▶ [EXERCISE INPUT]
BEGIN
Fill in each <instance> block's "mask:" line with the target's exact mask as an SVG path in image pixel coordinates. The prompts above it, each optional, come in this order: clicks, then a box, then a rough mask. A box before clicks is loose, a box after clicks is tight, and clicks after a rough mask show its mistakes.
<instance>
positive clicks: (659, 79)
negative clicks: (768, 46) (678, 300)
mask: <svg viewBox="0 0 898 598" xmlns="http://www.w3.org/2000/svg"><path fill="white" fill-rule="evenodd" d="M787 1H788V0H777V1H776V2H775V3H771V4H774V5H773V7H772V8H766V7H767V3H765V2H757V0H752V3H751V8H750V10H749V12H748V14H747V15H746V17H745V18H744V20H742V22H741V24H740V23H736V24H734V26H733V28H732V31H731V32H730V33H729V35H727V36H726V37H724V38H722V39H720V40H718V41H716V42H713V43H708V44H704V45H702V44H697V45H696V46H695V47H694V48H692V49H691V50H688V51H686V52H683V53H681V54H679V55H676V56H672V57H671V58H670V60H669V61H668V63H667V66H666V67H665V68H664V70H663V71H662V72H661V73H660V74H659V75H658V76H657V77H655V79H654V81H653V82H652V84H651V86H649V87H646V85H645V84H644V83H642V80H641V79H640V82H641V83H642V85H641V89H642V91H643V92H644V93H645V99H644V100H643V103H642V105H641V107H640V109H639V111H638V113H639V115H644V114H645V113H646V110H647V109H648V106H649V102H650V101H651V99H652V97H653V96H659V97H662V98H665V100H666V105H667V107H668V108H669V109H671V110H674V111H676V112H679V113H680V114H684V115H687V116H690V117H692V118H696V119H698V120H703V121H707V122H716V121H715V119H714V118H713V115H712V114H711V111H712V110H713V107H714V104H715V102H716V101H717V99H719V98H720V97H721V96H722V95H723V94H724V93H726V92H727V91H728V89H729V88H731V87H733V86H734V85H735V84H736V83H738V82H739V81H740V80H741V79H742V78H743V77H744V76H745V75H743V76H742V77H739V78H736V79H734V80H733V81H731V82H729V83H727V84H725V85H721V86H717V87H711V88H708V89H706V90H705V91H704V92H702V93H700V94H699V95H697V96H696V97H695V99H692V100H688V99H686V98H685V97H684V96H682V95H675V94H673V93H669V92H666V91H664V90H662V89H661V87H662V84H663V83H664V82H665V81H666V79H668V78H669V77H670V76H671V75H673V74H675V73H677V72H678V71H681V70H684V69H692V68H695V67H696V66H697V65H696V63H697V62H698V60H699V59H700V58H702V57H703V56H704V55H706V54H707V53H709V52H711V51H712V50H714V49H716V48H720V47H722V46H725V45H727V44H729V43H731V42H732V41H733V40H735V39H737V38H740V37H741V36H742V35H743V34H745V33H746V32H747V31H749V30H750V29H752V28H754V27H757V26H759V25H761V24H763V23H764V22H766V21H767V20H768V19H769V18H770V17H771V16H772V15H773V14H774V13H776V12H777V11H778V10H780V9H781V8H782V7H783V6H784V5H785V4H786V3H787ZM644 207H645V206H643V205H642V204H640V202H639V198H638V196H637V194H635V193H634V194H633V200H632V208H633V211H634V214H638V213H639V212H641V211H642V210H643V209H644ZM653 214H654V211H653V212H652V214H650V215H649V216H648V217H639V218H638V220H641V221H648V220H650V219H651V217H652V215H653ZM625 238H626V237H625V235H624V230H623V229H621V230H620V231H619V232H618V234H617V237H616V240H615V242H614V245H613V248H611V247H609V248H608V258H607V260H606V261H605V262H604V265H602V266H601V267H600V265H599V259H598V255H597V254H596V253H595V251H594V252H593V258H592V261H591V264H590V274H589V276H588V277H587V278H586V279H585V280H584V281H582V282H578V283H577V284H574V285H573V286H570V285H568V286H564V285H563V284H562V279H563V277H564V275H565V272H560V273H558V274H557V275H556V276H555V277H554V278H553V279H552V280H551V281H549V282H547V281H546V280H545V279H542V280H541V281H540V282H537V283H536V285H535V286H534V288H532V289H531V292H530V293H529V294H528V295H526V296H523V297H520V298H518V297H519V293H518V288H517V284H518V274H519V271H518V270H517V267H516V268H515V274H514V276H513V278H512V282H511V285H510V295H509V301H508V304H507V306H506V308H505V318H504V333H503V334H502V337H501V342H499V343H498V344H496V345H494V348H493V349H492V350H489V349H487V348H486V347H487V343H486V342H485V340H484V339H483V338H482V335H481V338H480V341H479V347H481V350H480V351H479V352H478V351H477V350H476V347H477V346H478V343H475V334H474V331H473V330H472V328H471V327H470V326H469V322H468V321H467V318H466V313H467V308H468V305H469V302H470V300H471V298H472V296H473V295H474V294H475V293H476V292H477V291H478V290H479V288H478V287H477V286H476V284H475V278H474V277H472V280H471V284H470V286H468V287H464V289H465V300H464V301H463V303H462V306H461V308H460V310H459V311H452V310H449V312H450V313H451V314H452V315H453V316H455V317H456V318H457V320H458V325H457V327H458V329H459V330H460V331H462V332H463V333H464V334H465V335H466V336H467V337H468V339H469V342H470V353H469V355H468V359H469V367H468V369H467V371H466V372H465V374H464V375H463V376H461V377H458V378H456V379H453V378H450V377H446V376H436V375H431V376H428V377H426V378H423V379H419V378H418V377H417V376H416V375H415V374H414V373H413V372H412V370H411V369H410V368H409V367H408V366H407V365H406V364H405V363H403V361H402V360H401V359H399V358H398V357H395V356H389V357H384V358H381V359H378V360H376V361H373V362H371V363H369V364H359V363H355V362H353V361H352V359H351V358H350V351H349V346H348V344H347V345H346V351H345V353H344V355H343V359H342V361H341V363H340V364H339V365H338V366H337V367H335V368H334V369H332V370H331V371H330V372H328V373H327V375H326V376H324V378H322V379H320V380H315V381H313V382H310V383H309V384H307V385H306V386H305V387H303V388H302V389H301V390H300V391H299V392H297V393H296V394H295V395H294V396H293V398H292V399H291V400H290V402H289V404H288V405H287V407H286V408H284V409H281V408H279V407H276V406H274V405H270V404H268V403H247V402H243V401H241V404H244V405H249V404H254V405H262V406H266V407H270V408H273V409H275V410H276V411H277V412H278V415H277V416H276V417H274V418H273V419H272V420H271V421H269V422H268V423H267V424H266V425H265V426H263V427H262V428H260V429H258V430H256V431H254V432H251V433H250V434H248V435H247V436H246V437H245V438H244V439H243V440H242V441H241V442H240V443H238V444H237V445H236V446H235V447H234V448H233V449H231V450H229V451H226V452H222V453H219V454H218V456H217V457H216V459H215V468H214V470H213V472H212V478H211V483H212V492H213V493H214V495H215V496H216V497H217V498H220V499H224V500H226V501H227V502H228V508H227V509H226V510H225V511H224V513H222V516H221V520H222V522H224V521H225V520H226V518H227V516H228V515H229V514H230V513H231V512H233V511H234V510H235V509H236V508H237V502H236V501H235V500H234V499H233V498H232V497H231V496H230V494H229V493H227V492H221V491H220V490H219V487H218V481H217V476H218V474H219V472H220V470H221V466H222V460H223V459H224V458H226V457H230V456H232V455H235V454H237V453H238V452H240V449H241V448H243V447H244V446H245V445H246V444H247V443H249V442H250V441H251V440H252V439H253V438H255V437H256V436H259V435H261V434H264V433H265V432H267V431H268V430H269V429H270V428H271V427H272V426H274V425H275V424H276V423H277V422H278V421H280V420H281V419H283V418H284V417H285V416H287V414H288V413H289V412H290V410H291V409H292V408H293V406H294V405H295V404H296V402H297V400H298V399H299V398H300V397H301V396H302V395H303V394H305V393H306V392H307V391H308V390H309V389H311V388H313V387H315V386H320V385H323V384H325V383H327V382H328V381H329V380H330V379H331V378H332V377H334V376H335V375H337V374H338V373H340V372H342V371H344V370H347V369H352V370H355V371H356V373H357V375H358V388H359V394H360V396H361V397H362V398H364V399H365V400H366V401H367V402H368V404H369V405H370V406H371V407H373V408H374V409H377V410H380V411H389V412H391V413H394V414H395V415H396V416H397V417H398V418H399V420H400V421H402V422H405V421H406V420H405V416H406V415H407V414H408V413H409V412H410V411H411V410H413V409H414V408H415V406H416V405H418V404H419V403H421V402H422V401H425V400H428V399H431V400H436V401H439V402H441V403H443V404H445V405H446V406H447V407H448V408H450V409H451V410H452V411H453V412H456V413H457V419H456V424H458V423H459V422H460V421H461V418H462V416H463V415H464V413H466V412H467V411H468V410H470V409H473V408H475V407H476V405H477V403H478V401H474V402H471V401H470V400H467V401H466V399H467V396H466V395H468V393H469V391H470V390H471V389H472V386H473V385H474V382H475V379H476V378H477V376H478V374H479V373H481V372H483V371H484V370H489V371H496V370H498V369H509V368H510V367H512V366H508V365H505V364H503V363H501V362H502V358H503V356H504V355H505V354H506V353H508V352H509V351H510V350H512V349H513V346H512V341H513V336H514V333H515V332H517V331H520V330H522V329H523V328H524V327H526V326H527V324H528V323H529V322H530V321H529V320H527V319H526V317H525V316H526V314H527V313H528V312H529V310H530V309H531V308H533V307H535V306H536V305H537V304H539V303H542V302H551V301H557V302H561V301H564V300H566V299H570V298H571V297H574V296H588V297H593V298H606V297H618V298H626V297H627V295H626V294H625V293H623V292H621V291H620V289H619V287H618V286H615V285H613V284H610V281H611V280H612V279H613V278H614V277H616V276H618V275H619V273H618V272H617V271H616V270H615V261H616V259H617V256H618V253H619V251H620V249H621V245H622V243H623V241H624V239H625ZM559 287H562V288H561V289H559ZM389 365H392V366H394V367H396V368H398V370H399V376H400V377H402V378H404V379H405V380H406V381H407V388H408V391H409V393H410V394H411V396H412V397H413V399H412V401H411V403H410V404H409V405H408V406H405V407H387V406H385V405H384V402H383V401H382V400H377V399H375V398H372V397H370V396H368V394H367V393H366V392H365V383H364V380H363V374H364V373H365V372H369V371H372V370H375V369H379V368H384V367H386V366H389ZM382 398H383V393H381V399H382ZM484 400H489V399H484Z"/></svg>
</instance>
END
▶ [AIM OF THE EXERCISE] Which lines of the listing above hold the word "clicks"? Copy each of them.

▶ [ANSWER AREA]
Fill in each <instance> block's "mask:" line with the target's exact mask as an SVG path in image pixel coordinates. The prompts above it, each optional, come in this order: clicks, then a box, then a rough mask. A box before clicks is loose, a box after clicks is tight, and clicks after a rough mask show its mistakes.
positive clicks: (659, 79)
negative clicks: (768, 46) (678, 300)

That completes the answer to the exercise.